> _Provided passage_
During the spring of 1917, German troops withdrew to new defensive positions on the Western Front, known to the Allies as the Hindenburg Line. Heavy casualties during 1916 had placed a severe strain on the German Army and this shorter, heavily fortified line could be held by fewer troops.

The award-winning film 1917, directed by Sir Sam Mendes, is set in spring 1917. The film follows two soldiers who are sent into enemy territory to deliver a message and avert a catastrophe. 

Cast and crew, including the film's writer Krysty Wilson-Cairns, visited IWM and drew upon the museum's rich collections for inspiration. 

Explore some of the real life stories of those who served in the trenches in 1917. 

Photographs

Crossing the Somme

British troops are seen crossing the River Somme at Brie, near Peronne, 20th March 1917, following the German withdrawal. 

In a letter to his mother and father, dated 20 March 1917, Lieutenant Jeffrey Walker of the 1/6th Royal Warwicks, articulates the confusion among Allied soldiers as news of the German retreat began to spread.

> _Short task A_
In the passage on the 1917 German withdrawal, what name did the Allies give the new German defensive positions?
> _Short task B_
Carry on writing the passage about the 1917 German withdrawal, starting after its final sentence.

> _Listing_

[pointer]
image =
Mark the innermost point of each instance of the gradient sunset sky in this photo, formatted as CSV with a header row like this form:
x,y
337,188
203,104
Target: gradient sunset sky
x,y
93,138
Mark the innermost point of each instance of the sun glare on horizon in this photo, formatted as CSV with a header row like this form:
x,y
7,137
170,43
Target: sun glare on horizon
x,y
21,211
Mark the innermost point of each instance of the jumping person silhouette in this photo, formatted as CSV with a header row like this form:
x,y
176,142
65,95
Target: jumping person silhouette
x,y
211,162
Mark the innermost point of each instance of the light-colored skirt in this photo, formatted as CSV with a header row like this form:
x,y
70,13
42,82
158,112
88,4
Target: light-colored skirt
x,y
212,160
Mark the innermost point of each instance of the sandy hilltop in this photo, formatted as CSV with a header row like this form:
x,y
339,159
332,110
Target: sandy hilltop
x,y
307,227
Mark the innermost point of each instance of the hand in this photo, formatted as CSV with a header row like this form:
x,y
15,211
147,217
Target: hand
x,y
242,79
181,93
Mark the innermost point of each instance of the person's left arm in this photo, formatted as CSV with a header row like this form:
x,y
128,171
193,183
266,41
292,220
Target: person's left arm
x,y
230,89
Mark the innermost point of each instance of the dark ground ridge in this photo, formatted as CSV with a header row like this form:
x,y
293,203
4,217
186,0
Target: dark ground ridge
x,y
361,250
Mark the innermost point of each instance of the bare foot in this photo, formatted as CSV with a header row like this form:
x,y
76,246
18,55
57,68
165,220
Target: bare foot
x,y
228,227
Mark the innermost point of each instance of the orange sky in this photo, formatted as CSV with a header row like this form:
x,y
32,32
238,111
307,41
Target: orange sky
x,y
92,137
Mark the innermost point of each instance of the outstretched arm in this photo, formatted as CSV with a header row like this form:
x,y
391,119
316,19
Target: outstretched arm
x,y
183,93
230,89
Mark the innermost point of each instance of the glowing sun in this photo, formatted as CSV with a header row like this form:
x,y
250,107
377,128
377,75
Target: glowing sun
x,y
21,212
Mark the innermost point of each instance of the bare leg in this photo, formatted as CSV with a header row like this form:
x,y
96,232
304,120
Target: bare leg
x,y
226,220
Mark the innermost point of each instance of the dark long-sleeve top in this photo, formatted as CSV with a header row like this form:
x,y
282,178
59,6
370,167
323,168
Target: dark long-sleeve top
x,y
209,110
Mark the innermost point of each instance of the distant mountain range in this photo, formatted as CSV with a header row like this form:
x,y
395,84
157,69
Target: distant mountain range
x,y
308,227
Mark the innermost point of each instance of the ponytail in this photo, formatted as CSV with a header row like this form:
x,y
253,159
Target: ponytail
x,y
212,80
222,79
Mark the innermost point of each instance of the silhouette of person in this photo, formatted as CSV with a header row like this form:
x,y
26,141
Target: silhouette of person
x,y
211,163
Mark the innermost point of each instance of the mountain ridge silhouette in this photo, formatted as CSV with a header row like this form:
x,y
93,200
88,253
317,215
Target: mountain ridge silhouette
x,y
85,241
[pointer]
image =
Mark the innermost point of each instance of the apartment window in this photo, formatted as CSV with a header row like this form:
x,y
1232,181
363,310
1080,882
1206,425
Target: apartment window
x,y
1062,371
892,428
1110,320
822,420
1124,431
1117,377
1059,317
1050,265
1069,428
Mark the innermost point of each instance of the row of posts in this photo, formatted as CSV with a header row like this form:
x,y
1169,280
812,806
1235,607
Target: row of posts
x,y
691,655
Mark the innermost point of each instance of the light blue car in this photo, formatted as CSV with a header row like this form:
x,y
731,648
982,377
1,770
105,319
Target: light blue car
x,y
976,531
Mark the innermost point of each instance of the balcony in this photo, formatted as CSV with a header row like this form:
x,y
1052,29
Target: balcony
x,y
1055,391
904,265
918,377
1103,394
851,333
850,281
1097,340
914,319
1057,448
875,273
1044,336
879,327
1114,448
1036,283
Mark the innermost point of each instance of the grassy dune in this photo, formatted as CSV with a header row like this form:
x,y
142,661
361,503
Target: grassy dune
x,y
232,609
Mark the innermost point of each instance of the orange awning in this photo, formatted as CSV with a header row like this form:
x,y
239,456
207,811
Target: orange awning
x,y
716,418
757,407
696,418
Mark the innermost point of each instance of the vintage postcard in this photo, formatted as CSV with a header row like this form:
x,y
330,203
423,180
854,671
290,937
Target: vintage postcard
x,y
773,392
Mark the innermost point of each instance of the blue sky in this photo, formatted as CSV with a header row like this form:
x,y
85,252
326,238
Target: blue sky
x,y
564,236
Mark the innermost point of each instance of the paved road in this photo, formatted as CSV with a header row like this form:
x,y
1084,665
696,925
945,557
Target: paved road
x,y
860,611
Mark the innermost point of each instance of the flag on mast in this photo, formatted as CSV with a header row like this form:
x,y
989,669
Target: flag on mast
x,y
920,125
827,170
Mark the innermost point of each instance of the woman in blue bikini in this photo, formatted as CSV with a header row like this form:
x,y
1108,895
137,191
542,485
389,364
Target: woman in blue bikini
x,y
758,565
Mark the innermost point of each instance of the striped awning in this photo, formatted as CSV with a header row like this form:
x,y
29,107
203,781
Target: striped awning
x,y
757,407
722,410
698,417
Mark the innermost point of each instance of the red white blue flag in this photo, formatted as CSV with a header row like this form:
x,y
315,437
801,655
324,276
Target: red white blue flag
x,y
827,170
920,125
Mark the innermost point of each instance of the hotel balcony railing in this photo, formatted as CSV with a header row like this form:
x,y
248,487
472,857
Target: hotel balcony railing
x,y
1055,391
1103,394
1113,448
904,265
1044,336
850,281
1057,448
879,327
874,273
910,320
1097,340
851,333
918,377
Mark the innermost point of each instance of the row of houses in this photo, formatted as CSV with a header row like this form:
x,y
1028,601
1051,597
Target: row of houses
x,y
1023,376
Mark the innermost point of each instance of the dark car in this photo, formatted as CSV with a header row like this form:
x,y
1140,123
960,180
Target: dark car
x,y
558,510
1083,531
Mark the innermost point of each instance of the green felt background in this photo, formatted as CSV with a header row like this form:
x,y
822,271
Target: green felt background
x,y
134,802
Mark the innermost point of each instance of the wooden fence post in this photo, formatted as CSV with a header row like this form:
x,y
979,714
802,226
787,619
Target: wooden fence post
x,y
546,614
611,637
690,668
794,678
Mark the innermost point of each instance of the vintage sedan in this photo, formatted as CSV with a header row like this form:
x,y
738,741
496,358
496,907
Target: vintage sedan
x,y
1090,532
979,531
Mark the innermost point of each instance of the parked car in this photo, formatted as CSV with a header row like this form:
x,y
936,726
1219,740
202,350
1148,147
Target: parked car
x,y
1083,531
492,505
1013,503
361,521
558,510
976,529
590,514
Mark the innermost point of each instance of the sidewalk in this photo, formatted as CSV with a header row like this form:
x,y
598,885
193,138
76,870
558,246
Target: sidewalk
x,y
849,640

> _Written reply A_
The Hindenburg Line.

> _Written reply B_
Lieutenant Jeffrey Walker

This retreat may be a good sign if it means he cannot stop our offensives without shortening his line and so temporarily releasing a large number of men and guns. It’s going to take a long time for our army to advance 12 miles over demolished country. It may on the other hand mean that he is releasing his own men to do an offensive of his own – say for Calais – laying great store in some new weapon of modern invention which he has so far kept quiet hoping to launch it forth at the last stage of the war – the final decision, Victory.

Photographs

Abandoned German Trench

A trench bridge over a former German trench at Gommecourt, March 1917.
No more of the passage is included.